++++ BLOK TEKS

Konstitusi-Konstitusi Politik Modern

Hasil gambar untuk buku Konstitusi-Konstitusi Politik ModernKonstitusi merupakan hukum tertinggi yang ada pada suatu Negara. Konstitusi bukan hanya konsentrasi ilmu hukum, tetapi lintas ilmu sosial lainnya, seperti sosiologi, antropologi, psikologi, hubungan internasional, ilmu komunikasi, hingga ilmu ekonomi. Dalam sudut pandang ilmu hukum, konstitusi dibahas secara yuridis-normatif, sosiologi membahas pengaruh konstitusi dengan interaksi manusia, antropologi membahas konstitusi dari sudut pandang perilaku dan kebudayaan manusia, ekonomi membahasnya melalui kacamata kesejahteraan empirikal manusia dan masih banyak sudut pandang lainnya yang membahas konstitusi, termasuk pula dari sudut pandang filsafat sebagai induk ilmu pengetahuan.

Manusia sebagai Makhluk Sosial

Di samping peran manusia sebagai entitas individu, manusia juga berperan sebagai entitas sosial. Entitas sosial manusia yang paling terkecil adalah keluarga, di atasnya terdapat anggota komunitas atau kelompok tertentu, di atasnya lagi terdapat warga Negara, dan yang paling luas adalah persaudaraan manusia atau dalam bahasa Ir. Soekarno yaitu kemanusiaan universal. Di luar spesiesnya, manusia juga berperan sebagai makhluk yang diciptakan Tuhan seperti tumbuhan, hewan dan sebagainya.

++++++++

PETUNJUK DAN KETENTUAN: Teruskan teks tentang konstitusi politik modern di atas, dimulai tepat setelah kalimat terakhirnya.

++++ BARIS DATA

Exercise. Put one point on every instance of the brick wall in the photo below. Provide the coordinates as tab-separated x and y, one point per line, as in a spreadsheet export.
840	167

++++++++

JAWABAN:
Dalam melaksanakan interaksi sosialnya untuk memenuhi pemenuhan kebutuhan hidupnya, yakni kesejahteraan, manusia memerlukan pranata hukum. Kehadiran pranata atau norma etika, agama dan adat belum cukup untuk menjaga stabilitas kehidupan manusia. Norma etika terlalu abstrak hingga terkadang menjadi subversif, multitafsir dan disubyektivikasi oleh individu-individu tertentu. Norma agama masih partikular dan juga bercorak “melangit” sehingga terkadang belum sanggup menjaga stabilitas kehidupan manusia. Lagipula, setiap agama akan mengklaim bahwa ajaran agamanya yang paling mewakili norma luhur dari sebuah agama. Hal ini diperparah dengan maraknya bentrokan sosial yang mengatasnamakan agama.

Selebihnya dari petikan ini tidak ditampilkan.